CONSIGNE:
Répondez à ces questions sur le passage ci-dessous, consacré à la réforme confiant des établissements à l'ANAPES :
1. À quelle date le Conseil des ministres a-t-il pris cette décision ?
2. Quelle matière Pierrot Akodjenou enseigne-t-il, et dans quel établissement ?
3. D'après lui, qu'est-ce que la gestion déléguée pourrait améliorer quelque peu ?

PASSAGE:

Lors du Conseil des ministres du mercredi 15 avril 2020, le gouvernement du Bénin a décidé de confier la gestion de certains établissements publics et des enseignants à l’Agence Nationale pour les Prestations aux Établissements Scolaires Publics (ANAPES). Educ’Action a tendu son micro à deux syndicalistes de l’école pour recueillir leur avis sur cette réforme qui suscite moult réactions dans le rang des acteurs de l’éducation.
Pierrot Akodjenou, enseignant de Français au CEG Les Cocotiers dans le département de l’Ouémé et Porte-parole du Collectif National des Aspirants du Bénin
« Il faut admettre que la gestion déléguée des enseignants et de l’école à cette agence pourrait améliorer quelque peu les résultats »

LIGNES EXTRAITES:
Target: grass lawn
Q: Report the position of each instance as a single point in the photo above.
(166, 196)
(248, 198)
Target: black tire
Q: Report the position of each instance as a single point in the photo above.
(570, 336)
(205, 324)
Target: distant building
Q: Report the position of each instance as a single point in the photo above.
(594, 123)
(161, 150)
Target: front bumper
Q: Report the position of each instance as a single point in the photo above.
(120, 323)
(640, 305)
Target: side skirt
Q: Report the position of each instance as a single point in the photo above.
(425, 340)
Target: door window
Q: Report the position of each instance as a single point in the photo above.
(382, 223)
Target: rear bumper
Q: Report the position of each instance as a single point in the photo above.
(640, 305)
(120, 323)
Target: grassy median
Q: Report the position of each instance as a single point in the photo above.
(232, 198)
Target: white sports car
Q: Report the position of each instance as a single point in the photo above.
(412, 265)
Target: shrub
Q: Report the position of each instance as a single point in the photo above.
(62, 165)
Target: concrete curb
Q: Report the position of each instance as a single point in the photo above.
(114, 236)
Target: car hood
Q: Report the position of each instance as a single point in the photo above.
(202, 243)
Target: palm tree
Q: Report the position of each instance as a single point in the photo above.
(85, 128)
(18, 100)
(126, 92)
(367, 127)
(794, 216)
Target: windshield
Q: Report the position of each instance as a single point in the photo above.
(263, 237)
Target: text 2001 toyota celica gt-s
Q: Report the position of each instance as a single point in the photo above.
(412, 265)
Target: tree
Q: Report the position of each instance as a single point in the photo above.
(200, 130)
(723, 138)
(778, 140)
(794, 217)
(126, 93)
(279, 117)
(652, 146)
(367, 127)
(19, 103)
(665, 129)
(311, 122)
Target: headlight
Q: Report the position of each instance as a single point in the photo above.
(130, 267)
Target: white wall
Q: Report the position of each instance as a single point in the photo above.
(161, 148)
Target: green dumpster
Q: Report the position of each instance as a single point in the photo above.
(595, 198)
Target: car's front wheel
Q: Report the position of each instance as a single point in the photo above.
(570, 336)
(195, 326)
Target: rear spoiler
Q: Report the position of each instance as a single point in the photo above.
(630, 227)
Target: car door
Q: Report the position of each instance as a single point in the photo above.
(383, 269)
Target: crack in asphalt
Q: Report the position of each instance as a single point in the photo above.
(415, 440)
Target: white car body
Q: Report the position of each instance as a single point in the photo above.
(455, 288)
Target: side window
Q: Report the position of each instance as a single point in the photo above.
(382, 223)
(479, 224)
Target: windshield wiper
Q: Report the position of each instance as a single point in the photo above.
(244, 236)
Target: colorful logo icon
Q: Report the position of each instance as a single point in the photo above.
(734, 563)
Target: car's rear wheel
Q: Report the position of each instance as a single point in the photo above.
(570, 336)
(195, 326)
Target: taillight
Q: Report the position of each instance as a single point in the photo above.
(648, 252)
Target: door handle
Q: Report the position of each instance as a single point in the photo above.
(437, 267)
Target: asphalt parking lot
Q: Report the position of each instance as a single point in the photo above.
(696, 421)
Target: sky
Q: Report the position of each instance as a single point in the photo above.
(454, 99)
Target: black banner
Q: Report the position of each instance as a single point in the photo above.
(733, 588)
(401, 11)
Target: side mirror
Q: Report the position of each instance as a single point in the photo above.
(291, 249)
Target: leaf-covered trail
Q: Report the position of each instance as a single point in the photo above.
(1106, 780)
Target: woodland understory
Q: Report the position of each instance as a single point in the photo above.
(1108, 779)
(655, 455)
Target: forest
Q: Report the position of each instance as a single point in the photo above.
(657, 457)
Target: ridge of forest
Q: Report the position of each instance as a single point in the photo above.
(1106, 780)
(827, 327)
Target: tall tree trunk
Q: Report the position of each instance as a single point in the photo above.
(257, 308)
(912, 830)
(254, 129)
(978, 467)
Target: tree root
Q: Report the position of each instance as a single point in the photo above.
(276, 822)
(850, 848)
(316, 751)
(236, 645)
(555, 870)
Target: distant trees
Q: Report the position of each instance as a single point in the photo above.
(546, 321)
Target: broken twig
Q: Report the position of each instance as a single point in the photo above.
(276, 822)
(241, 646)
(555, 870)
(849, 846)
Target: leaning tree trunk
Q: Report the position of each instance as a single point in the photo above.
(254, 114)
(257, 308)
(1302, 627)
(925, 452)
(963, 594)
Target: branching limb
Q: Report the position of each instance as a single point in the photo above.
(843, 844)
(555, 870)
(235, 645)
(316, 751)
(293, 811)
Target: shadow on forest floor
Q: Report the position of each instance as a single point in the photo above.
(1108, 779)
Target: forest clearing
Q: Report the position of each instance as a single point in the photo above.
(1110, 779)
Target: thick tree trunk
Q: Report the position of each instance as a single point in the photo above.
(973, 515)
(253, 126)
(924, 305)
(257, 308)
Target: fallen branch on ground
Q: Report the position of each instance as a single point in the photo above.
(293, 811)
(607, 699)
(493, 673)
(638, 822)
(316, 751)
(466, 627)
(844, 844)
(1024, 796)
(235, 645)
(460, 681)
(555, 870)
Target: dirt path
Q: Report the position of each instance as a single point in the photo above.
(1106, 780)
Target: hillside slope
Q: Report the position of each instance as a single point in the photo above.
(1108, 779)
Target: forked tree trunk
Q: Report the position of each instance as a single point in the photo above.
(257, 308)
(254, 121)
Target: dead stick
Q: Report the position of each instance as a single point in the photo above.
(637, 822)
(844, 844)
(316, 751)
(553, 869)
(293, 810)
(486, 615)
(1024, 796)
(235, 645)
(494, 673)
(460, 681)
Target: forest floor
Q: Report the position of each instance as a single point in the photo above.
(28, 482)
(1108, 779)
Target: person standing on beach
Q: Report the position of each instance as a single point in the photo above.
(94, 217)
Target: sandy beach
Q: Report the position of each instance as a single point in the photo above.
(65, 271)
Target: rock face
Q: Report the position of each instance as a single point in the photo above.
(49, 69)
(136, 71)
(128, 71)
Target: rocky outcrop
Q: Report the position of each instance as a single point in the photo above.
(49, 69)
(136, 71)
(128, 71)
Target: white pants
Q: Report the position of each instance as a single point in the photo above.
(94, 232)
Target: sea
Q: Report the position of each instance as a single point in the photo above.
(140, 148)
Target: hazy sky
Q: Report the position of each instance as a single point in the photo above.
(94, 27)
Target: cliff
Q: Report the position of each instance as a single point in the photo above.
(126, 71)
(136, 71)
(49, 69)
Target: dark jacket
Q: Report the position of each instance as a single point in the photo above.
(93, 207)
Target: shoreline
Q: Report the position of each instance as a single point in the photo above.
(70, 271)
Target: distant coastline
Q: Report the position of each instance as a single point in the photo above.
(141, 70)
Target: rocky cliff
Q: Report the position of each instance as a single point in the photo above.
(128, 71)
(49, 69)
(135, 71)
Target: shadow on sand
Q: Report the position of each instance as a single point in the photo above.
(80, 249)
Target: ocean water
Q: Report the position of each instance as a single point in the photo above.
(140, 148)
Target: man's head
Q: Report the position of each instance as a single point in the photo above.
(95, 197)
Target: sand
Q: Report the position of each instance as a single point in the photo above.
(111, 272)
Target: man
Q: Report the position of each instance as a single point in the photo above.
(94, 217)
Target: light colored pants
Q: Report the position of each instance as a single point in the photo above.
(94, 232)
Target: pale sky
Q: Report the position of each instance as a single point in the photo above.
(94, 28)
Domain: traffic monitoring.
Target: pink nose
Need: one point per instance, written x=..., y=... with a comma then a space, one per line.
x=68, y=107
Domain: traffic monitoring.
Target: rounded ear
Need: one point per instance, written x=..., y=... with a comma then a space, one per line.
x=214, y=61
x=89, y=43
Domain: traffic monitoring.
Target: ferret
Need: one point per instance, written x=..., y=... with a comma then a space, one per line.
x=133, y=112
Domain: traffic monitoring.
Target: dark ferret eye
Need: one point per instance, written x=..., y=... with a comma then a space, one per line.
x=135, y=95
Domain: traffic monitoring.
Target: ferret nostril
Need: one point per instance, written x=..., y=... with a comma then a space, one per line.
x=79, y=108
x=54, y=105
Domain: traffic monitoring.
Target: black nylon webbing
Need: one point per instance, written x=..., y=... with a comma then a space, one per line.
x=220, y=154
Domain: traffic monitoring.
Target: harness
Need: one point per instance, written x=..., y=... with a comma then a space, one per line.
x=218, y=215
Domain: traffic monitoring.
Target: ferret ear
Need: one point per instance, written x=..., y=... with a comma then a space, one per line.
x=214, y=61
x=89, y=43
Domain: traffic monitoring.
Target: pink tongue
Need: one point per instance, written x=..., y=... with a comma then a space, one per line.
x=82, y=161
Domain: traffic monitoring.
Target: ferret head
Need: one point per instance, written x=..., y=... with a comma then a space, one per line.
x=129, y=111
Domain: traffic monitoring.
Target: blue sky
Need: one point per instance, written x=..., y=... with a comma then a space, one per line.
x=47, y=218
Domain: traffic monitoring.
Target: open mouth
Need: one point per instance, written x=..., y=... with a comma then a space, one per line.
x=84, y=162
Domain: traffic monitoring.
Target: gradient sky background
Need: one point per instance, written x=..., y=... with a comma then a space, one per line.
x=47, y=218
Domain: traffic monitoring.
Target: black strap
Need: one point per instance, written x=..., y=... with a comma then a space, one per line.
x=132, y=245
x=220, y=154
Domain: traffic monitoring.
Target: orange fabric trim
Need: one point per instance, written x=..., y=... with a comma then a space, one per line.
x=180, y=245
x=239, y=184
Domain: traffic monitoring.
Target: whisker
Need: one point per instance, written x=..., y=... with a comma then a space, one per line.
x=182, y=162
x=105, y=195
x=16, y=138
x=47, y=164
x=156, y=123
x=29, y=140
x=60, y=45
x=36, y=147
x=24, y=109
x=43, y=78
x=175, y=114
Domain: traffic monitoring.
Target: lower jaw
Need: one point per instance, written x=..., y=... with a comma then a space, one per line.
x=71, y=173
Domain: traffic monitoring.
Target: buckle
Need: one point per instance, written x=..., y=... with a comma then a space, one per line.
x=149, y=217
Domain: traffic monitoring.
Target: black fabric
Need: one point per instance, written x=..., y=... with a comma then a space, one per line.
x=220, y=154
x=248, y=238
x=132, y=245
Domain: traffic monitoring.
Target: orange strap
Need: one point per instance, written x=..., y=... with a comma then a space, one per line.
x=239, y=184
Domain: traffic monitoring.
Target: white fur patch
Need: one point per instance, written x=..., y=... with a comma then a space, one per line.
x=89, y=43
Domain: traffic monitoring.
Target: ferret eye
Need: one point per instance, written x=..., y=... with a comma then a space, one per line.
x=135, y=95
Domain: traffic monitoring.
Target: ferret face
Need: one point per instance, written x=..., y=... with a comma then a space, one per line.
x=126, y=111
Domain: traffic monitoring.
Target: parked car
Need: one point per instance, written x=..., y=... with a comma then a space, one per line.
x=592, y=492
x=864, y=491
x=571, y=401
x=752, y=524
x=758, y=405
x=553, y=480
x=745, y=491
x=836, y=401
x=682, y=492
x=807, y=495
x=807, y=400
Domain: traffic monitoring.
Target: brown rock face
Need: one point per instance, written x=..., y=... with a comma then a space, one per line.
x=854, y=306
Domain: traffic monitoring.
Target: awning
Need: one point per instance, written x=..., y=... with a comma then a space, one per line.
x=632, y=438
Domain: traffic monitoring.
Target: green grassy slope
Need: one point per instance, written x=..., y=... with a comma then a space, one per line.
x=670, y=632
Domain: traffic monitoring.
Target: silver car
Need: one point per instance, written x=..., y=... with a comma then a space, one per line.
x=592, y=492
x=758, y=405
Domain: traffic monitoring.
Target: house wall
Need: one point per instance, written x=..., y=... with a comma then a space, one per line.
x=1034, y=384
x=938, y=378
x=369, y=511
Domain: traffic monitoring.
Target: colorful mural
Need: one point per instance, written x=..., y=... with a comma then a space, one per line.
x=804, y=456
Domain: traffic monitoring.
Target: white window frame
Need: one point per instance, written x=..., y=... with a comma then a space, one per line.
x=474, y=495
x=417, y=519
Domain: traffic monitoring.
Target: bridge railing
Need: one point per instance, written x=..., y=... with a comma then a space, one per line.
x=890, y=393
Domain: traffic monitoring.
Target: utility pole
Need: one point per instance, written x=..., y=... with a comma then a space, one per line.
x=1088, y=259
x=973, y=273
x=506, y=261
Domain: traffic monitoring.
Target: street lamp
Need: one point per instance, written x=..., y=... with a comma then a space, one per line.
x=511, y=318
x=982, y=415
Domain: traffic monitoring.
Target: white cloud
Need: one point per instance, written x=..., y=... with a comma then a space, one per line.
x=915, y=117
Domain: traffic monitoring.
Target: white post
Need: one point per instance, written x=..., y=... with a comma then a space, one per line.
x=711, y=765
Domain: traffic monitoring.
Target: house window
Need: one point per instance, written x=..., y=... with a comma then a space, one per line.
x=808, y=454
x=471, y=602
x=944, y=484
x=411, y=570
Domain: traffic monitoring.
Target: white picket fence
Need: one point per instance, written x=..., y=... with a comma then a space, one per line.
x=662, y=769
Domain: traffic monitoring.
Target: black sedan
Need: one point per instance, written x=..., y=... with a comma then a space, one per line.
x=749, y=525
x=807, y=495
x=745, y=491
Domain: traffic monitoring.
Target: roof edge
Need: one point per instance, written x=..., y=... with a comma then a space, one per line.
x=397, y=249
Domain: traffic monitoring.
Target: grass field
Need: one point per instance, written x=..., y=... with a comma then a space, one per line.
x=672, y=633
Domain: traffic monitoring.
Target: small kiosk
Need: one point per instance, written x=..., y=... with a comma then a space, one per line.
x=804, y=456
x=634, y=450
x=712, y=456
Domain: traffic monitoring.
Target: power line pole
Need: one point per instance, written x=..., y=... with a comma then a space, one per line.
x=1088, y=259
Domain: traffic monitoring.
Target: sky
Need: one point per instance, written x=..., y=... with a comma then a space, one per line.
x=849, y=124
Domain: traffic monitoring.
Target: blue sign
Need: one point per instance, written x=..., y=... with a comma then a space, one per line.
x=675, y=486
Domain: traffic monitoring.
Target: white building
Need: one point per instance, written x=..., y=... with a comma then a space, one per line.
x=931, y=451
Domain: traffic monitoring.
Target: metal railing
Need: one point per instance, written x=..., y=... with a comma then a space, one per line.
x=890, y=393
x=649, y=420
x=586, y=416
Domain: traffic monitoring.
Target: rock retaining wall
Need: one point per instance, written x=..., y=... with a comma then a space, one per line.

RÉSULTAT:
1. Le mercredi 15 avril 2020.
2. Le français, au CEG Les Cocotiers.
3. Les résultats.